**Given exercise 1**
According to the advice letter, in what year did the father's racist outburst happen?
**Given exercise 2**
Edit the advice letter from "I don’t need" to "do, is there?", replacing "resentful" with "bitter".
**Given exercise 3**
Summarize the advice letter in two sentences.

Shout-out to my fellow quadragenarians!

Dear Amy: My father has realized his memory is failing and is using this to whitewash his questionable parenting skills.

Now I have no closure or recourse on events like his racist outburst of 2012 that led me to a very awkward Thanksgiving in a house full of people I did not know.

My dad will even see if his partner remembers an incident, and if she doesn’t remember, then it definitely didn’t happen; but she is apt to ignore it like it didn’t happen just to move off the subject.

I don’t need an apology (not that it would come), but it is just a new insult on top of an old one.

It makes me resentful when he literally says I must be wrong because:

    1. Both of them don’t remember.
    2. One of them doesn’t remember. Or, 
    3. Both remember, but act like they don’t.

My past has been check-mated by insecure septuagenarians. There is nothing I can do, is there?

– Manipulated S

Dear Manipulated: Here is something you can do: Understand – deep in your bones – that “closure” is not something another person can grant you.

**Collected material**
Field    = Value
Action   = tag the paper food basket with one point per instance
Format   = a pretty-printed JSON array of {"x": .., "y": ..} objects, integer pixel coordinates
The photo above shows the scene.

**Worked solution 1**
2012

**Worked solution 2**
I don’t need an apology (not that it would come), but it is just a new insult on top of an old one.

It makes me bitter when he literally says I must be wrong because:

    1. Both of them don’t remember.
    2. One of them doesn’t remember. Or, 
    3. Both remember, but act like they don’t.

My past has been check-mated by insecure septuagenarians. There is nothing I can do, is there?

**Worked solution 3**
A letter writer tells Amy that a father whose memory is failing now denies past incidents, such as a racist outburst in 2012, by insisting the writer must be wrong when he or his partner does not remember or acts as though they do not. Amy answers that closure is not something another person can grant.